REQUEST ▸ Rewrite the material below, changing "one dot per instance" to "a single point per instance" everywhere and keeping every other line as is. Omit the pictures from your answer.

=== MATERIAL SUPPLIED ===

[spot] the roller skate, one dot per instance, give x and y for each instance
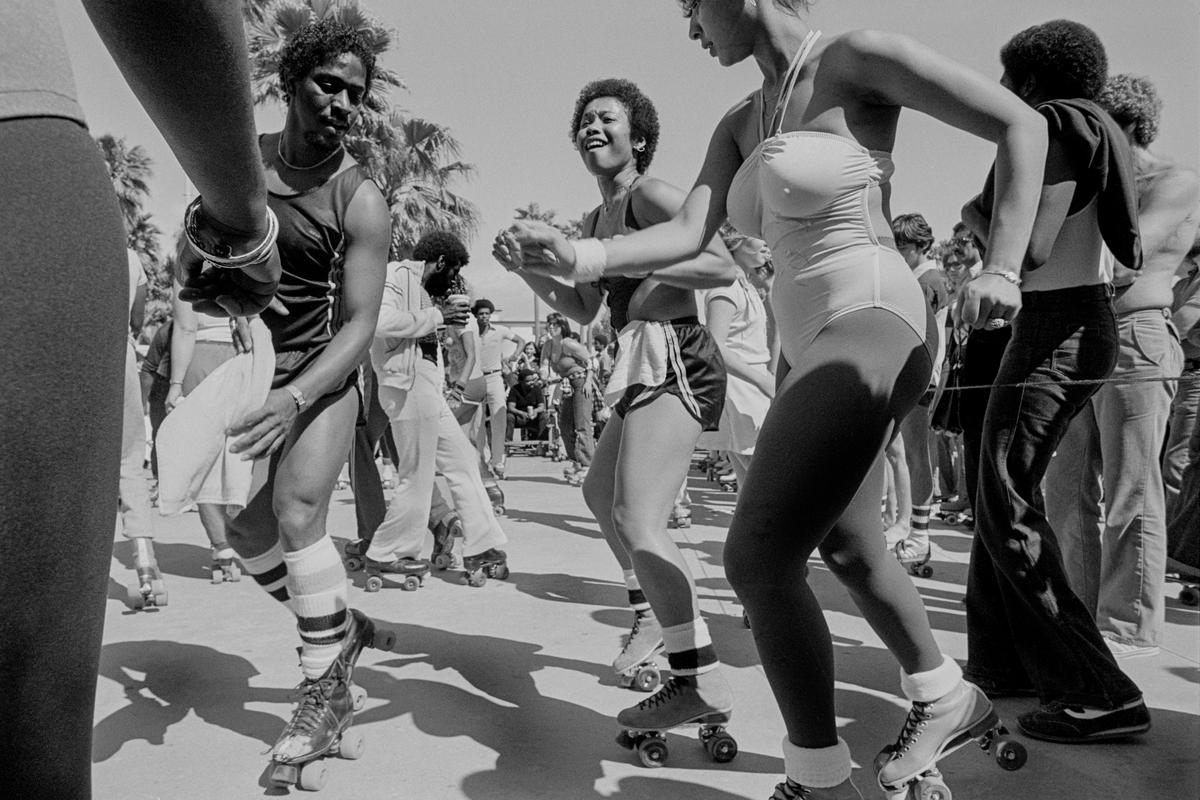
(412, 572)
(149, 591)
(496, 495)
(913, 557)
(681, 517)
(319, 727)
(444, 533)
(355, 554)
(792, 791)
(635, 666)
(225, 567)
(489, 564)
(931, 732)
(677, 704)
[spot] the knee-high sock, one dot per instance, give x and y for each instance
(270, 572)
(319, 599)
(689, 648)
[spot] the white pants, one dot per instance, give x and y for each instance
(429, 440)
(135, 518)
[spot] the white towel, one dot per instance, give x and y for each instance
(641, 359)
(195, 463)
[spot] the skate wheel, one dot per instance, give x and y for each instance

===

OUTPUT OF THE TASK ▸
[spot] the roller skate, a single point per instance, give x and y for each instance
(412, 572)
(149, 591)
(496, 495)
(913, 557)
(681, 517)
(319, 727)
(444, 533)
(355, 554)
(792, 791)
(635, 666)
(225, 567)
(489, 564)
(931, 732)
(677, 704)
[spot] the knee-high sock, a single point per instance, give x and y for each instance
(270, 572)
(319, 599)
(689, 648)
[spot] the white pants, a single point per instance, give x and y for each instance
(429, 440)
(135, 518)
[spot] the white towel, a single point per instance, give x and y for each instance
(641, 359)
(195, 463)
[spot] the skate wheel, a single point per instance, give x and y for each instance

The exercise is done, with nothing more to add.